**What to do**
1: Answer these questions using the post about new-hire training at Rackspace:
(a) According to the post, which was the first employer to give the writer new-hire training?
(b) What does the name "Rookie-O" stand for?
(c) When did the Hong Kong office open?
2: Write a continuation of the post about new-hire training at Rackspace, starting right after its last sentence.

**Excerpted text**
begin

I’d meant to finish writing this way back in July… but I failed at that. Now is a good time to talk about Rookie-O as my again new colleague Andrew Hutchings (Buy his and Sergei’s book on MySQL 5.1 Plugin Development!)Â just went through the same thing (but in London instead of Hong Kong) given by the same trainer (Hi Eddie!).
Rackspace is the second employer I’ve had that has some kind of new hire training (the first being Sun). I am, of course, not quite counting Salmiakki as new-hire training for MySQL (although I probably should). To quote from the Wikipedia article: “Although the rumor of the heart attack was a hoax, the drink may still cause harm. The strong flavor almost completely masks the presence of ethanol, and the drinker may not realize he is consuming a drink almost 40% alcohol by volume (80-proof), leading to possible alcohol poisoning.” A promising introduction to the company.
I could possibly say something about the Sun New-Hire training… but I’m just trying to find something positive to say – and I can’t. I got a bit of hacking done? Seriously.
Actually coordinating a time to attend a Rookie-O (Rookie Orientation, the Rackspace name for new hire training) was rather tricky. There was one right before the MySQL User Conference back in April (not the best of timing), one during an upcoming team meeting (again, not ideal) and one that got organised in the middle of everything for the office in Hong Kong. So, I headed to Hong Kong.
The Hong Kong office is relatively new (late 2008) and there were people there who hadn’t gone through the standard Rackspace Rookie-O (Orientation).
It was rather cool to hang out with other people who worked for the company – and in totally different areas than I do. I did get a better understanding for how the rest of the company operates and the people involved. The training itself was useful and substantially less geared towards not-my-job than Sun’s was.
The good news is that Andrew thought it was useful too. Pretty impressed so far.
Heh. Btw, as developers, what did you have to learn in Sun’s training?
I remember in sales Sun force-fed us a weeks worth of slides and questionnaires. They thought the stuff was really important, and if you didn’t do the course by the deadline (don’t ask me how I know this:-), you would get a phone call from your VP-level bosses, bosses, boss.

end

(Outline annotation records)
begin

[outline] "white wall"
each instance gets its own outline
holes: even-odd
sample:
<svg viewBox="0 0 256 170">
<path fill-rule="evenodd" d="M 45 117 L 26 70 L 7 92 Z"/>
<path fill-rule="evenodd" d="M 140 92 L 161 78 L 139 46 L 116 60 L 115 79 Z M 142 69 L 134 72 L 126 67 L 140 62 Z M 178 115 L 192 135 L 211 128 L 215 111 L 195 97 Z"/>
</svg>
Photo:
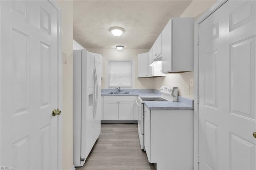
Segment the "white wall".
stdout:
<svg viewBox="0 0 256 170">
<path fill-rule="evenodd" d="M 106 60 L 132 59 L 135 61 L 135 89 L 153 89 L 154 80 L 150 78 L 140 78 L 137 77 L 137 60 L 138 54 L 148 52 L 149 49 L 126 49 L 118 51 L 116 49 L 86 49 L 90 52 L 98 53 L 102 55 L 102 79 L 101 80 L 101 88 L 106 87 Z M 149 86 L 148 86 L 148 85 Z"/>
<path fill-rule="evenodd" d="M 62 169 L 73 166 L 73 1 L 56 1 L 62 13 L 62 48 L 67 54 L 63 64 Z"/>
<path fill-rule="evenodd" d="M 217 0 L 194 0 L 180 16 L 193 17 L 196 20 L 203 12 L 212 6 Z M 194 54 L 192 54 L 194 56 Z M 186 93 L 186 86 L 189 85 L 191 78 L 194 78 L 194 71 L 180 74 L 167 74 L 165 77 L 154 79 L 154 88 L 160 89 L 162 85 L 177 86 L 179 95 L 194 99 L 194 86 L 190 86 L 190 94 Z"/>
</svg>

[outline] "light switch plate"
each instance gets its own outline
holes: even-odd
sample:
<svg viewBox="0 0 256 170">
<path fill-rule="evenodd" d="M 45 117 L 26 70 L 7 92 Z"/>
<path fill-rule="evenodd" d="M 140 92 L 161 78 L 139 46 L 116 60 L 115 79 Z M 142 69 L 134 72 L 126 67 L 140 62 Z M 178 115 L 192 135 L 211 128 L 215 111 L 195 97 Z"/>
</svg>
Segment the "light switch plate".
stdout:
<svg viewBox="0 0 256 170">
<path fill-rule="evenodd" d="M 190 88 L 189 85 L 186 86 L 186 91 L 187 92 L 187 95 L 190 95 Z"/>
<path fill-rule="evenodd" d="M 194 86 L 194 79 L 193 78 L 191 78 L 190 79 L 190 86 Z"/>
<path fill-rule="evenodd" d="M 68 63 L 68 55 L 64 52 L 62 52 L 62 63 L 64 64 Z"/>
</svg>

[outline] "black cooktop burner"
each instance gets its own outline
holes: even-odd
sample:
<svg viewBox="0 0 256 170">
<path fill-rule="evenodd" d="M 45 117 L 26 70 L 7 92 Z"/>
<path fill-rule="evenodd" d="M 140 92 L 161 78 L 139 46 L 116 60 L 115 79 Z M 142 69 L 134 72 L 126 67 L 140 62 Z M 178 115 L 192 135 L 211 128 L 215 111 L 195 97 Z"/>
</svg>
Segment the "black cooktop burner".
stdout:
<svg viewBox="0 0 256 170">
<path fill-rule="evenodd" d="M 168 101 L 162 97 L 140 97 L 143 101 Z"/>
</svg>

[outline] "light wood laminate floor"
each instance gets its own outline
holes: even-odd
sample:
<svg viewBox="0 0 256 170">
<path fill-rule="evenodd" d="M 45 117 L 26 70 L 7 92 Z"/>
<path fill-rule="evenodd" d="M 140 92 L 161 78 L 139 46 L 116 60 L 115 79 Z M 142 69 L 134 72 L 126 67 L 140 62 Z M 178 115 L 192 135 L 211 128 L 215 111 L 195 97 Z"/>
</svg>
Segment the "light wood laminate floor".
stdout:
<svg viewBox="0 0 256 170">
<path fill-rule="evenodd" d="M 137 124 L 102 124 L 82 170 L 155 170 L 140 148 Z"/>
</svg>

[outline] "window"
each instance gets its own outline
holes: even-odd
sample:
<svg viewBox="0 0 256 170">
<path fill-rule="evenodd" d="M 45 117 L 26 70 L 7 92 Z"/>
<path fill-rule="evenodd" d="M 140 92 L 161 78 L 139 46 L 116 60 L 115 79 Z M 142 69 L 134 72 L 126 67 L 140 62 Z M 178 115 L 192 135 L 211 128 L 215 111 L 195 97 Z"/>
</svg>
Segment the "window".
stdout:
<svg viewBox="0 0 256 170">
<path fill-rule="evenodd" d="M 134 87 L 134 61 L 107 61 L 106 71 L 106 87 Z"/>
</svg>

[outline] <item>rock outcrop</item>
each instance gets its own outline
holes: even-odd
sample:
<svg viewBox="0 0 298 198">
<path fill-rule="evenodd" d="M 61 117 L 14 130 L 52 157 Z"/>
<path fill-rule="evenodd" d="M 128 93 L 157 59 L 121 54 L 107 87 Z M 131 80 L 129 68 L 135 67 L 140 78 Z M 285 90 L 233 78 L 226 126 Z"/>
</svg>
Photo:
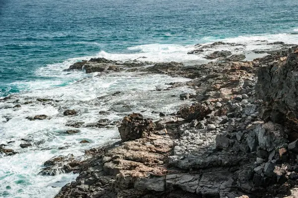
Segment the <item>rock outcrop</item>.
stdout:
<svg viewBox="0 0 298 198">
<path fill-rule="evenodd" d="M 196 87 L 195 102 L 154 123 L 139 114 L 125 117 L 118 128 L 122 141 L 91 152 L 76 181 L 56 198 L 294 194 L 298 58 L 284 54 L 149 68 L 193 79 L 171 86 Z"/>
<path fill-rule="evenodd" d="M 123 141 L 145 137 L 153 131 L 154 124 L 150 119 L 144 119 L 140 114 L 133 113 L 124 117 L 118 128 Z"/>
</svg>

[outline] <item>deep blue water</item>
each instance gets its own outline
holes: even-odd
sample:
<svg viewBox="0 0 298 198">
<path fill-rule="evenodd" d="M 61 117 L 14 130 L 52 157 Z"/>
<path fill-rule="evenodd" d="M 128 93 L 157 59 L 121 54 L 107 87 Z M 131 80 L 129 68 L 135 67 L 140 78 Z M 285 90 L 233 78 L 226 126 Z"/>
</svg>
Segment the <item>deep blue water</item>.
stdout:
<svg viewBox="0 0 298 198">
<path fill-rule="evenodd" d="M 0 0 L 0 96 L 21 90 L 13 82 L 55 80 L 35 71 L 69 58 L 298 26 L 297 0 Z"/>
</svg>

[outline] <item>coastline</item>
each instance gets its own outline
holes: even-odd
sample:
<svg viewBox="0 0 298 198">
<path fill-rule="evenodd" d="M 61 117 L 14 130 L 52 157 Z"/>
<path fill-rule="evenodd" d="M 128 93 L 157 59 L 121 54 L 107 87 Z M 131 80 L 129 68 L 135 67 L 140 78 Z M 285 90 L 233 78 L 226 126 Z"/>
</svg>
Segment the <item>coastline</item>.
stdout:
<svg viewBox="0 0 298 198">
<path fill-rule="evenodd" d="M 263 76 L 268 68 L 297 66 L 297 47 L 268 52 L 271 55 L 252 62 L 148 67 L 194 79 L 172 86 L 194 87 L 195 96 L 180 97 L 195 98 L 196 103 L 153 127 L 151 120 L 140 114 L 125 117 L 118 128 L 123 142 L 87 160 L 76 181 L 55 198 L 265 198 L 295 193 L 291 189 L 296 186 L 297 151 L 296 141 L 291 141 L 296 132 L 289 131 L 295 127 L 286 124 L 291 118 L 282 108 L 272 109 L 263 102 L 268 95 L 276 97 L 268 87 L 277 83 Z M 271 73 L 280 80 L 285 75 Z M 283 108 L 295 114 L 289 105 L 285 102 Z M 136 129 L 141 133 L 137 138 Z"/>
<path fill-rule="evenodd" d="M 235 44 L 217 42 L 208 47 L 223 45 Z M 167 82 L 164 86 L 149 91 L 143 98 L 147 97 L 150 102 L 156 97 L 162 98 L 163 100 L 158 102 L 160 106 L 174 101 L 175 105 L 181 107 L 177 112 L 173 112 L 170 108 L 168 112 L 159 111 L 158 108 L 150 112 L 140 109 L 135 113 L 145 116 L 130 117 L 127 115 L 134 112 L 128 104 L 120 102 L 120 96 L 128 94 L 122 91 L 97 97 L 94 101 L 88 102 L 89 105 L 96 107 L 98 103 L 116 100 L 111 109 L 99 111 L 99 120 L 96 116 L 88 118 L 89 122 L 86 123 L 79 120 L 81 115 L 85 113 L 81 109 L 77 111 L 73 107 L 66 108 L 70 104 L 69 102 L 72 102 L 57 98 L 22 98 L 12 96 L 1 100 L 4 104 L 2 108 L 16 111 L 28 105 L 63 107 L 59 110 L 61 113 L 58 119 L 67 118 L 66 127 L 71 129 L 62 132 L 67 133 L 67 137 L 79 135 L 80 131 L 84 129 L 92 129 L 95 132 L 96 129 L 114 131 L 115 140 L 109 138 L 106 140 L 106 142 L 110 141 L 110 144 L 89 148 L 84 156 L 54 155 L 45 160 L 44 166 L 39 173 L 43 177 L 61 173 L 79 174 L 76 181 L 65 186 L 56 198 L 234 198 L 241 196 L 253 198 L 266 197 L 268 194 L 271 195 L 268 196 L 283 196 L 295 186 L 287 183 L 293 179 L 292 176 L 289 177 L 289 171 L 295 171 L 295 169 L 289 168 L 295 167 L 293 161 L 295 151 L 290 150 L 288 146 L 293 139 L 288 138 L 288 132 L 284 129 L 288 126 L 273 123 L 270 121 L 276 122 L 276 118 L 266 117 L 261 113 L 262 110 L 268 109 L 268 105 L 262 102 L 265 96 L 261 86 L 265 82 L 258 79 L 257 77 L 262 76 L 258 71 L 267 68 L 264 66 L 276 66 L 278 69 L 280 66 L 288 64 L 286 57 L 295 55 L 291 53 L 298 46 L 281 42 L 272 45 L 282 47 L 274 51 L 253 52 L 256 54 L 266 53 L 269 55 L 252 61 L 245 61 L 246 58 L 241 54 L 222 51 L 210 53 L 207 58 L 212 61 L 203 65 L 185 66 L 176 62 L 156 63 L 138 60 L 121 62 L 96 58 L 75 63 L 63 71 L 78 70 L 96 74 L 92 75 L 91 79 L 109 75 L 117 77 L 129 73 L 132 76 L 139 76 L 142 80 L 160 75 L 165 80 L 164 82 Z M 200 54 L 202 50 L 200 47 L 198 45 L 195 50 L 189 53 Z M 175 79 L 183 80 L 175 81 Z M 84 80 L 86 80 L 81 82 Z M 183 91 L 182 93 L 177 95 L 177 89 Z M 171 92 L 176 94 L 173 95 Z M 153 97 L 150 97 L 152 94 Z M 273 93 L 266 95 L 270 94 Z M 135 98 L 133 96 L 131 98 Z M 83 105 L 84 102 L 80 102 L 76 107 Z M 95 111 L 99 111 L 97 109 Z M 117 119 L 110 120 L 108 115 L 111 111 L 116 112 L 117 118 L 121 118 L 118 121 Z M 150 115 L 154 116 L 153 119 L 149 118 Z M 48 115 L 32 116 L 25 119 L 32 124 L 56 119 Z M 125 116 L 127 117 L 122 120 Z M 7 118 L 6 122 L 10 119 Z M 139 131 L 145 132 L 135 139 L 133 132 L 136 126 L 139 126 Z M 118 127 L 123 141 L 117 141 L 119 136 L 115 130 Z M 125 129 L 121 130 L 123 128 Z M 266 132 L 263 134 L 264 131 Z M 123 133 L 124 131 L 126 133 Z M 266 136 L 266 133 L 270 134 L 270 137 Z M 273 140 L 270 139 L 272 135 Z M 275 137 L 276 135 L 278 138 Z M 260 138 L 268 142 L 261 143 L 259 135 L 263 135 Z M 95 143 L 92 141 L 95 139 L 82 137 L 81 139 L 79 141 L 82 142 L 82 145 L 88 142 Z M 24 148 L 38 148 L 39 144 L 43 144 L 34 140 L 21 141 L 21 146 Z M 77 139 L 76 141 L 76 144 L 79 143 Z M 10 150 L 10 143 L 14 142 L 4 145 L 1 148 L 2 153 L 17 154 Z M 67 143 L 57 148 L 66 149 L 65 153 L 74 151 L 74 148 L 68 150 L 70 146 L 72 144 Z M 284 152 L 281 157 L 277 155 L 278 153 L 273 154 L 276 149 L 280 153 Z M 266 151 L 263 152 L 265 150 Z M 284 156 L 286 156 L 286 161 Z M 285 169 L 285 164 L 288 169 Z M 276 169 L 280 172 L 277 173 Z M 286 179 L 286 182 L 277 184 L 280 182 L 280 178 Z M 272 185 L 267 186 L 268 182 Z M 282 188 L 287 191 L 280 190 Z M 255 194 L 258 191 L 262 193 Z"/>
</svg>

end

**Expected outputs**
1:
(a) Sun
(b) Rookie Orientation
(c) Late 2008

2:
Apart from the fact that it was a waste of time, the main problem with the course material was that, it was just a rehash of Sun marketing material. They thought it was important everyone in sales knows about all other Sun products too. But from the MySQL material you could easily see that it was 50% not true (Sun servers are the best choice to run MySQL, and all that…) so probably the other topics were complete BS too. So for a Sales Engineer, I sat through the material and then did my best to immediately forget it, as it would have been suicide to actually use any of that “knowledge” with customer situations.
One of those times when something Sun did wasn’t just a waste of time, but actively harmful.
Export controls, harrassment laws, legal issues, management values, marketing, and lots of what is and isn’t appropriate to offer government officials during sales meetings. All stuff which of course is fundamental to an engineer’s daily routine.
All of which was repeated for Oracle, including the strict OS/browser requirements to run them (and a bug which prevented one of the courses from being completed, required if you didn’t want to get told off, unless you hit some magic ctrl-key combination).
Only some of them… including the information security one that had a lovely bit that left you open to a man-in-the-middle attack.
Ah, I forgot about the course on bribing techniques. That was useful as I also had Russia in my territory. In the excercise related to that module, I chose as most likely/realistic alternativy “You are too busy to handle the issue for now, so you postpone it until later” and immediately ended up in jail :-)
Ah yes, the “howto bribe government officials” session was particularly humorous.
One of the few sessions I actually learned something new :-)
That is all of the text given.